• _Problem requirements_
Find the line that contains "Provide the mask of every instance of the dark"; then retype it and each line after it, exactly, through the final line of the data below.

[Extracted information start]

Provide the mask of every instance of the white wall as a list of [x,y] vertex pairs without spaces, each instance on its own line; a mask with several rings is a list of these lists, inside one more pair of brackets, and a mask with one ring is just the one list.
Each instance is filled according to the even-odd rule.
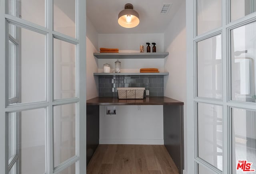
[[98,96],[98,77],[93,75],[98,71],[98,60],[93,56],[97,52],[98,33],[90,20],[86,18],[86,100]]
[[[146,42],[156,43],[156,52],[164,52],[163,33],[134,34],[99,34],[98,50],[100,48],[117,48],[125,52],[139,52],[140,45],[144,45],[146,52]],[[152,52],[152,46],[150,45]],[[128,50],[128,51],[127,51]],[[120,51],[121,52],[121,51]]]
[[162,106],[115,106],[116,115],[100,106],[100,144],[163,144]]
[[186,2],[184,2],[164,33],[164,51],[169,56],[164,59],[164,96],[184,102],[185,170],[187,170],[186,97]]
[[[146,52],[146,42],[156,42],[156,52],[164,52],[164,34],[163,33],[136,34],[99,34],[98,50],[100,48],[117,48],[119,52],[139,52],[140,45],[144,45]],[[151,52],[152,45],[150,45]],[[140,69],[156,68],[160,72],[164,71],[163,59],[120,59],[121,72],[139,72]],[[116,59],[99,59],[98,72],[103,72],[103,65],[110,64],[111,70],[114,71]]]
[[[120,52],[138,52],[140,45],[142,44],[144,46],[144,52],[146,52],[146,43],[148,42],[156,43],[157,52],[164,52],[163,33],[99,34],[98,51],[102,47],[118,48]],[[152,46],[150,47],[152,52]],[[164,71],[163,59],[122,59],[119,60],[121,62],[122,72],[139,72],[140,69],[144,68],[156,68],[160,72]],[[113,70],[116,61],[116,59],[99,59],[98,72],[103,72],[103,64],[106,63],[110,64]],[[163,144],[162,106],[155,108],[154,106],[152,108],[152,106],[142,106],[139,111],[136,110],[136,106],[118,106],[118,112],[122,113],[118,116],[106,117],[104,112],[100,112],[100,142]],[[152,132],[152,130],[154,131]]]

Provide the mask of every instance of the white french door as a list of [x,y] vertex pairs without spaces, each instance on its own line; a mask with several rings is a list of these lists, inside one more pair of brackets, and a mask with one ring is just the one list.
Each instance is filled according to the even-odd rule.
[[1,173],[86,173],[85,12],[0,0]]
[[256,5],[186,0],[189,174],[256,169]]

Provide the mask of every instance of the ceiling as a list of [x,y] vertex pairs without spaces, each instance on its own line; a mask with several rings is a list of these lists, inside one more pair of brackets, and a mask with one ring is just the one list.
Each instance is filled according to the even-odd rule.
[[[99,34],[162,33],[185,0],[86,0],[86,14]],[[164,2],[172,2],[167,14],[160,12]],[[140,15],[140,24],[126,28],[118,23],[119,12],[131,3]]]

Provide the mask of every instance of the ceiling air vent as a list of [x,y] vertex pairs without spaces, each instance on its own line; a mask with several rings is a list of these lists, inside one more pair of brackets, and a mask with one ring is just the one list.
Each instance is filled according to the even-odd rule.
[[163,7],[162,8],[162,10],[161,10],[160,14],[166,14],[168,13],[169,10],[171,8],[171,7],[172,5],[172,3],[167,2],[164,3],[163,4]]

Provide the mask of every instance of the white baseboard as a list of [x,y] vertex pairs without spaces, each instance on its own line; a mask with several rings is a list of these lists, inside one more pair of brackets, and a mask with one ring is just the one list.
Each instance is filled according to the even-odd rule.
[[183,170],[183,174],[187,174],[188,173],[187,173],[187,172],[185,170]]
[[164,144],[163,139],[100,138],[100,144]]

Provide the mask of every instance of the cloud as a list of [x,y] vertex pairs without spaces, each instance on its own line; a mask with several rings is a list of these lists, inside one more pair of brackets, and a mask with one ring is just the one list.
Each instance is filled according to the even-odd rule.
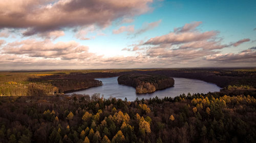
[[[210,61],[217,61],[221,63],[244,63],[255,64],[256,62],[256,51],[247,51],[239,53],[219,53],[206,56],[205,60]],[[251,65],[252,66],[252,65]]]
[[0,40],[0,46],[5,43],[5,41],[4,40]]
[[127,32],[128,35],[132,34],[133,33],[134,33],[134,36],[136,36],[137,35],[141,34],[145,32],[148,30],[153,29],[155,27],[158,26],[159,24],[161,22],[162,20],[159,20],[157,21],[153,22],[151,23],[146,23],[143,25],[142,25],[142,27],[139,28],[136,31],[134,30],[134,25],[129,25],[127,26],[121,26],[118,30],[114,30],[113,31],[113,33],[115,34],[120,34],[124,32]]
[[94,25],[91,25],[86,27],[82,27],[78,30],[75,35],[75,37],[81,40],[87,40],[91,39],[90,38],[86,37],[89,33],[93,33],[96,30]]
[[155,21],[149,23],[146,23],[143,26],[142,26],[142,27],[137,30],[136,32],[134,35],[136,36],[136,35],[141,34],[145,32],[146,31],[153,29],[155,27],[158,26],[159,25],[159,24],[161,23],[161,22],[162,20],[160,19],[157,21]]
[[134,46],[133,49],[132,49],[131,48],[124,48],[123,49],[122,49],[122,51],[137,51],[137,50],[139,50],[140,48],[139,48],[138,46]]
[[63,31],[54,31],[46,32],[38,34],[38,36],[45,38],[56,39],[59,37],[63,36],[65,33]]
[[237,46],[239,46],[239,45],[241,44],[242,43],[250,41],[250,39],[248,39],[248,38],[242,39],[242,40],[240,40],[237,41],[237,42],[231,44],[230,45],[233,46],[234,47],[237,47]]
[[256,50],[256,47],[252,47],[250,48],[250,49]]
[[8,28],[4,28],[0,32],[0,37],[8,38],[10,35],[10,32]]
[[25,28],[30,36],[92,24],[106,27],[118,18],[152,9],[153,0],[10,0],[0,2],[0,28]]
[[133,33],[134,32],[134,25],[121,26],[118,30],[114,30],[112,33],[118,34],[124,32],[127,32],[128,34]]
[[182,27],[174,28],[174,32],[175,33],[183,33],[195,30],[201,24],[202,24],[202,21],[196,21],[191,23],[187,23]]
[[214,31],[204,33],[195,32],[176,33],[171,32],[165,35],[151,38],[145,42],[144,44],[178,44],[190,42],[199,41],[212,39],[215,37],[217,34],[217,32]]
[[54,43],[50,40],[37,41],[27,39],[9,43],[4,46],[2,54],[69,60],[87,59],[95,55],[88,50],[88,47],[80,45],[74,41]]
[[122,21],[121,21],[121,23],[132,23],[133,21],[134,21],[134,19],[133,18],[124,18],[123,19],[122,19]]

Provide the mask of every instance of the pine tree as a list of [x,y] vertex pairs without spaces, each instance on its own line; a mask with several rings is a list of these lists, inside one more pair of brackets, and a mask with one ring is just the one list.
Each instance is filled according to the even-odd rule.
[[16,142],[17,140],[16,139],[15,135],[14,134],[11,135],[9,138],[8,143],[16,143]]
[[210,115],[210,109],[209,107],[207,107],[206,108],[206,113],[208,114],[208,115]]
[[73,114],[73,113],[72,113],[72,111],[70,111],[69,112],[69,115],[68,115],[68,116],[67,117],[67,118],[69,120],[72,120],[72,119],[73,119],[73,117],[74,117],[74,114]]
[[90,143],[90,140],[87,136],[86,136],[86,138],[84,138],[83,143]]
[[194,112],[195,113],[196,113],[196,112],[197,112],[197,107],[194,107],[194,108],[193,108],[193,112]]
[[108,138],[108,136],[106,135],[104,135],[104,137],[103,137],[102,140],[101,141],[101,143],[110,143],[111,141]]

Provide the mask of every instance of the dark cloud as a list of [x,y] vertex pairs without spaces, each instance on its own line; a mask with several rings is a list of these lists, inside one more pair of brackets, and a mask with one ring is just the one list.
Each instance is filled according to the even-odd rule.
[[250,41],[250,39],[248,39],[248,38],[242,39],[242,40],[240,40],[237,41],[237,42],[231,44],[230,46],[233,46],[234,47],[237,47],[237,46],[238,46],[239,45],[241,44],[242,43],[244,43],[244,42],[249,42],[249,41]]
[[[51,2],[51,3],[50,3]],[[148,11],[153,0],[10,0],[0,2],[0,28],[26,28],[25,36],[95,24]]]

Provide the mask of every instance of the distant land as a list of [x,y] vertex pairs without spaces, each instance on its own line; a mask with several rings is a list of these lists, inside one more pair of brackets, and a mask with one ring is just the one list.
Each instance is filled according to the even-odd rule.
[[118,78],[118,84],[136,88],[136,93],[150,93],[156,90],[173,87],[174,79],[170,77],[154,74],[123,75]]

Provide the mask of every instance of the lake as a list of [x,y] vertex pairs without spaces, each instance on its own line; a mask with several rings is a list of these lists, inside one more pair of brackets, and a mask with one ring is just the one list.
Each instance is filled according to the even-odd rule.
[[96,78],[102,81],[103,85],[91,88],[84,90],[67,94],[71,95],[73,93],[92,95],[94,93],[100,93],[103,95],[104,98],[110,97],[124,99],[126,97],[129,101],[134,101],[138,98],[139,99],[149,99],[157,96],[159,98],[164,97],[175,97],[182,94],[186,95],[190,93],[204,93],[209,92],[220,91],[221,88],[215,84],[206,82],[200,80],[191,79],[184,78],[174,78],[174,87],[162,90],[156,91],[150,94],[136,94],[135,89],[132,87],[118,84],[118,77]]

[Extracted information end]

• _Complete answer_
Provide the mask of every instance of the dark cloud as a list of [x,y] vertex pairs without spaces, each instance on its own line; a mask with several rings is a list of these lists, inside one more pair of brackets, and a mask with one ring is just the one list.
Each instance is filled according to the even-odd rule.
[[250,41],[250,39],[248,39],[248,38],[242,39],[242,40],[240,40],[237,41],[237,42],[231,44],[230,46],[233,46],[234,47],[237,47],[237,46],[238,46],[239,45],[241,44],[242,43],[244,43],[244,42],[249,42],[249,41]]
[[[51,2],[51,3],[50,3]],[[148,11],[153,0],[10,0],[0,2],[0,28],[26,28],[25,36],[95,24]]]

Provide the mask of every instance of the distant land as a list of [x,y] vertex pairs without spaces, each instance on its own line; a mask with several rings is a list of these lists, inside one more pair of brackets, and a mask with one ring is just the one list.
Each instance is filled according to the even-odd rule.
[[118,78],[118,84],[136,88],[136,93],[150,93],[156,90],[173,87],[174,79],[170,77],[154,74],[123,75]]

Provide the mask of every instance of the lake as a list of [x,y] vertex pairs without spaces, each instance on its own line; a mask with several rings is a list of these lists, inside one more pair of brackets, and a mask with one ring is just the one list.
Each instance is filled according to the even-odd rule.
[[96,78],[102,81],[103,85],[91,88],[84,90],[67,94],[71,95],[73,93],[92,95],[94,93],[100,93],[103,95],[104,98],[110,97],[124,99],[126,97],[129,101],[134,101],[138,98],[139,99],[149,99],[157,96],[159,98],[164,97],[175,97],[182,94],[186,95],[190,93],[204,93],[209,92],[220,91],[221,88],[215,84],[206,82],[200,80],[191,79],[184,78],[174,78],[174,87],[162,90],[156,91],[150,94],[136,94],[135,89],[132,87],[118,84],[118,77]]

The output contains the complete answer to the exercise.